▶ _Task objective_: Your task is to output, without alteration, each line from the one containing "# place one marker on the dirt path, recording" through the final line of the records below.

+ + + + +

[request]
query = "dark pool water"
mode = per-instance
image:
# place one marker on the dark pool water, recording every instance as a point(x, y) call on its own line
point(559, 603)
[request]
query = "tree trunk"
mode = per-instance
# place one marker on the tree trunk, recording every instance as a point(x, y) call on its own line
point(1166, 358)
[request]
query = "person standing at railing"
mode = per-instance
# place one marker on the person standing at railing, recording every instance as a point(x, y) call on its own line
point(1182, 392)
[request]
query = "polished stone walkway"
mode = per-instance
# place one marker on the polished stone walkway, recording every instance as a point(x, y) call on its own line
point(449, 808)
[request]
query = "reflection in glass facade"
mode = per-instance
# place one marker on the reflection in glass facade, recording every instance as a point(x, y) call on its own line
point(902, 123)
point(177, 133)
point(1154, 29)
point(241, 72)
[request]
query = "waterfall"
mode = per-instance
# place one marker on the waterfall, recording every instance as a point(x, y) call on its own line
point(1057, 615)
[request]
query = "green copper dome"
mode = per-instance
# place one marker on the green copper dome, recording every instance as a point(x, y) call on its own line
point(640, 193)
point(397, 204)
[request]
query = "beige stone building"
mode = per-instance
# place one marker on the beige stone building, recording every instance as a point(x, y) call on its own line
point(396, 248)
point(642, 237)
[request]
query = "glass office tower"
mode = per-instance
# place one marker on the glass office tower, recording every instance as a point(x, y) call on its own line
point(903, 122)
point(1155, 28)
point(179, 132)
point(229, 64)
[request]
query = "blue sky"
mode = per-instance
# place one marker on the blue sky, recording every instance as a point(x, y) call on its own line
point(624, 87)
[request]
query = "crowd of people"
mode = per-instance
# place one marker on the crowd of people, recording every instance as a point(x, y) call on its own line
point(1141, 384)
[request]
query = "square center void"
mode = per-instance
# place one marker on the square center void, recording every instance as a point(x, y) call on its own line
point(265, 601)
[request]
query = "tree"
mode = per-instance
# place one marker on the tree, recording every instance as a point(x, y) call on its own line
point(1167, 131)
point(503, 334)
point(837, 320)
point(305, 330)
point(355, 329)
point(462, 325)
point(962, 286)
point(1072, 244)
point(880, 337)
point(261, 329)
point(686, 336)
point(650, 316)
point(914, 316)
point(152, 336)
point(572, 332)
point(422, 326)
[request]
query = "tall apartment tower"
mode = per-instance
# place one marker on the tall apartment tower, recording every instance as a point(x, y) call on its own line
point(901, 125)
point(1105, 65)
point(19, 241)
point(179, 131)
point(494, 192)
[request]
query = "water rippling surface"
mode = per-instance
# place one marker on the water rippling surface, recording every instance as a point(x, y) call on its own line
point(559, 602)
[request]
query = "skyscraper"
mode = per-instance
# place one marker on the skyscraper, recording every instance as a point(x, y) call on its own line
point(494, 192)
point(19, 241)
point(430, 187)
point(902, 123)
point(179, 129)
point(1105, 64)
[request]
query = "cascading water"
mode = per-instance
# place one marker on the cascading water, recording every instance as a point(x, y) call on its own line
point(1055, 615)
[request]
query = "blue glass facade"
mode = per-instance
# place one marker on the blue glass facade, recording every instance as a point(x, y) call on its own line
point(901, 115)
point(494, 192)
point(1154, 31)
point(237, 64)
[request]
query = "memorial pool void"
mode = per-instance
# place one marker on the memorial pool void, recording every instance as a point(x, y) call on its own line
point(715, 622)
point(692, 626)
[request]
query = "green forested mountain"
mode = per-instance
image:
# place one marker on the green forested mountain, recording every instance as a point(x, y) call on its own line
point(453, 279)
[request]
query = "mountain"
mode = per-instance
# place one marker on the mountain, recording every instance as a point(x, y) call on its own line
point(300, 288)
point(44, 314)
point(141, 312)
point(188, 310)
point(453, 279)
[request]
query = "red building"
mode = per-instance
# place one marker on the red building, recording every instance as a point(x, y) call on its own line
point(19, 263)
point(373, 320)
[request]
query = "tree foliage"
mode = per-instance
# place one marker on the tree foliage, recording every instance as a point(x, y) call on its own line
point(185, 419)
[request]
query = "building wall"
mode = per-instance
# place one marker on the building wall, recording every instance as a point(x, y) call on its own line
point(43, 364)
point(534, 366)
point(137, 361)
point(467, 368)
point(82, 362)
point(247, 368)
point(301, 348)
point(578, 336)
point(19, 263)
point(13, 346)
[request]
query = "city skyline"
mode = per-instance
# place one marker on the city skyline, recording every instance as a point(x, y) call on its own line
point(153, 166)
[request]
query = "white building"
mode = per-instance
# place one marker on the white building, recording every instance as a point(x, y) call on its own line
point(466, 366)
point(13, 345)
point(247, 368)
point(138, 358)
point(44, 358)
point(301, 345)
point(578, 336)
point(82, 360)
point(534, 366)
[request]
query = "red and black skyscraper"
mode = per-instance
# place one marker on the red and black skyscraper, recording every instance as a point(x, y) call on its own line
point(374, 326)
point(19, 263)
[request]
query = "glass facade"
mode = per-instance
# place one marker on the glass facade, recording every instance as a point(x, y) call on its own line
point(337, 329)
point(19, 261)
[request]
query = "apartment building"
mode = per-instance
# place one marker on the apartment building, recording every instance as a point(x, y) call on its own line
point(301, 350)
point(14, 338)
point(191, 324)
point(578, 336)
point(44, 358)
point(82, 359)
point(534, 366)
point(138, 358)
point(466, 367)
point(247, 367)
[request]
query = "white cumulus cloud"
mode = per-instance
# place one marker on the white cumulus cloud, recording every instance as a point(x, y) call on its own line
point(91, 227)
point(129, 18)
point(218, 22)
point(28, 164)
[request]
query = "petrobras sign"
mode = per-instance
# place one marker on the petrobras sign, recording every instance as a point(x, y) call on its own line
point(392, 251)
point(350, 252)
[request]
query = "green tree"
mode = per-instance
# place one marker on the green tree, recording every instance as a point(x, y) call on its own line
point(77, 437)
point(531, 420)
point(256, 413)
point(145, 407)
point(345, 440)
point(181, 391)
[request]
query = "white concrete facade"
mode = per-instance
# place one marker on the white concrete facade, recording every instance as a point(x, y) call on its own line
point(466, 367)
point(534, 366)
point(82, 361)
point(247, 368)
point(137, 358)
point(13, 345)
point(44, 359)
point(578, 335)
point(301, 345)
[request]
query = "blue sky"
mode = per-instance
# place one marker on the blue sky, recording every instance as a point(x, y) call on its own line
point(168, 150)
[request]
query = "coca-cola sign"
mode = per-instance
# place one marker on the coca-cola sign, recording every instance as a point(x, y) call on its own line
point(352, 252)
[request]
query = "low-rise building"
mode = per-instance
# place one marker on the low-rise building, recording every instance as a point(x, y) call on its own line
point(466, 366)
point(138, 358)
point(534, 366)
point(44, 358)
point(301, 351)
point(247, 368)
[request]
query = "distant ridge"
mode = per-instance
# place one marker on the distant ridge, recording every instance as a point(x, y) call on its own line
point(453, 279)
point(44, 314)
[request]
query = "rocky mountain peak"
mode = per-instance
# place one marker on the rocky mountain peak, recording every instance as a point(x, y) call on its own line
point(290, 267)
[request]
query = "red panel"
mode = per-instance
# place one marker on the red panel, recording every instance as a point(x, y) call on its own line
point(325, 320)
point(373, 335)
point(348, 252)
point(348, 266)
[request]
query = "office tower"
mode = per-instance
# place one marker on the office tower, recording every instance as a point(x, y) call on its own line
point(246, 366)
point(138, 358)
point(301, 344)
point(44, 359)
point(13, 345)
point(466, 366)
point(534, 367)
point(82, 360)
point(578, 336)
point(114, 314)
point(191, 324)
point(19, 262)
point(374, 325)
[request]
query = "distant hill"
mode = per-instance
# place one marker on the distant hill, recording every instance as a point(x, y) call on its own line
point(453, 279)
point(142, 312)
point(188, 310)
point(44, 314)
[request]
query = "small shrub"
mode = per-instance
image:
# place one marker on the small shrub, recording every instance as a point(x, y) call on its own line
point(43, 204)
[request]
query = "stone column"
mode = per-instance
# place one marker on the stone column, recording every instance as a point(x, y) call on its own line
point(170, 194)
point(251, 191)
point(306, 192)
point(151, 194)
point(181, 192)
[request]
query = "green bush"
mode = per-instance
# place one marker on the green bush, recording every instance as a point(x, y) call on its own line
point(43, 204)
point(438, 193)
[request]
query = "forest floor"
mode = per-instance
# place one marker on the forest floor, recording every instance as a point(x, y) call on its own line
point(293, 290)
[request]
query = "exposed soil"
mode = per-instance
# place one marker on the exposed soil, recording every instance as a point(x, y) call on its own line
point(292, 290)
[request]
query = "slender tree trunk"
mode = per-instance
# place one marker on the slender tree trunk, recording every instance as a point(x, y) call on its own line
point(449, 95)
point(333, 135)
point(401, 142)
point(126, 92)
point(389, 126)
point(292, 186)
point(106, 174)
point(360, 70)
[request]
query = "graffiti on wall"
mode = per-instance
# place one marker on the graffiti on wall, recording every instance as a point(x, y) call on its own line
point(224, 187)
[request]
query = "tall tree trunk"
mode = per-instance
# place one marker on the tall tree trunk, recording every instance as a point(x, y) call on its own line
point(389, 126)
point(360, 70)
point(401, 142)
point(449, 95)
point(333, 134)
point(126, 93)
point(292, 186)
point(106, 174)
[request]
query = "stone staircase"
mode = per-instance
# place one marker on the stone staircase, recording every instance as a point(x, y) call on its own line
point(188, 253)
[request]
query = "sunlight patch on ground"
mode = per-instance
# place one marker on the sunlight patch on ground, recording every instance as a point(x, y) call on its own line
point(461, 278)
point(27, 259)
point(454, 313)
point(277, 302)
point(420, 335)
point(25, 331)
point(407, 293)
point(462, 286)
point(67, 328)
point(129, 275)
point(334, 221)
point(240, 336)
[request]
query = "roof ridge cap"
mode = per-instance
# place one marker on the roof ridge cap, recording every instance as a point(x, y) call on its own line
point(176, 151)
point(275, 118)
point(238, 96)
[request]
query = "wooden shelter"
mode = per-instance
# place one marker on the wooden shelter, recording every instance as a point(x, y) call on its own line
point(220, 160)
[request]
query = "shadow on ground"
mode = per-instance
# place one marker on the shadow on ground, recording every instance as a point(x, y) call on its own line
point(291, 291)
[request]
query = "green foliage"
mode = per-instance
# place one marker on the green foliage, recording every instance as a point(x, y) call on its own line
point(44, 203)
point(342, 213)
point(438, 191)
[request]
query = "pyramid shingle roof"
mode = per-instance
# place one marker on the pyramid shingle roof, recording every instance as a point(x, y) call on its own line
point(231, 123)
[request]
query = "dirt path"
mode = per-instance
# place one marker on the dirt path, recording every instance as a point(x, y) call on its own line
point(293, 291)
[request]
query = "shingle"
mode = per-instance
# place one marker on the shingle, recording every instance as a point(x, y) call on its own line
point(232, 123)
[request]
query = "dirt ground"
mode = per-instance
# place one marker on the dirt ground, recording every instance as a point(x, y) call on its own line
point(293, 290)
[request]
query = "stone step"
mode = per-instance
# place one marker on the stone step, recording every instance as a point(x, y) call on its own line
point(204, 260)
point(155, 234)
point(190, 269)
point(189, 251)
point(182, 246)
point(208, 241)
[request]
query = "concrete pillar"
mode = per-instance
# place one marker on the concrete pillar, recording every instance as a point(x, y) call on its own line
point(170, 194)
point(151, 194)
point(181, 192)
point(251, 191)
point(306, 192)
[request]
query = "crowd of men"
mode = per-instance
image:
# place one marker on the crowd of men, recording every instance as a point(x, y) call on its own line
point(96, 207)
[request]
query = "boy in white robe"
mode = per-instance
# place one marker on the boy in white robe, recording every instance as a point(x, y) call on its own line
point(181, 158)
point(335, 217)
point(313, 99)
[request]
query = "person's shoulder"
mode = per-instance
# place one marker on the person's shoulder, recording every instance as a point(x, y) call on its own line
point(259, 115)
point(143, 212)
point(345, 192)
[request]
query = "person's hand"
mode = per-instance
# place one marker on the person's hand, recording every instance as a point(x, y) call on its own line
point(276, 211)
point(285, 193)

+ + + + +

▶ _Answer box_:
# place one marker on the dirt path, recording every instance as a point(x, y) call on its own line
point(293, 291)
[request]
query = "shingle"
mode = per-instance
# place one marker on the shingle, recording every instance as a point(x, y) call on its own line
point(232, 123)
[request]
query = "dirt ground"
mode = per-instance
# place one marker on the dirt ground, recording every instance as a point(x, y) call on its own line
point(293, 290)
[request]
query = "stone step"
mode = per-instance
# place one marker on the stone step, recording every instance as a point(x, y) call on its own line
point(204, 260)
point(155, 234)
point(190, 269)
point(189, 251)
point(182, 246)
point(208, 241)
[request]
query = "concrete pillar"
mode = per-instance
# place one marker on the concrete pillar, recording every instance as a point(x, y) call on its own line
point(170, 194)
point(151, 194)
point(181, 192)
point(251, 191)
point(306, 192)
[request]
query = "crowd of men"
mode = per-instance
image:
# place one marker on the crowd of men, recording every instance as a point(x, y) call on its own line
point(96, 207)
[request]
query = "boy in white robe"
mode = per-instance
# place one marker on the boy in white robe, recording every instance as a point(x, y) call on its own line
point(181, 158)
point(335, 217)
point(313, 99)
[request]
query = "person's shoulder"
mode = per-instance
# place one marker on the person's shoulder, recording every instance as a point(x, y) call on its own line
point(259, 115)
point(143, 212)
point(345, 192)
[request]
query = "person's hand"
mode = per-instance
# place one marker on the person's hand, recording every instance as a point(x, y) call on its own line
point(276, 211)
point(285, 193)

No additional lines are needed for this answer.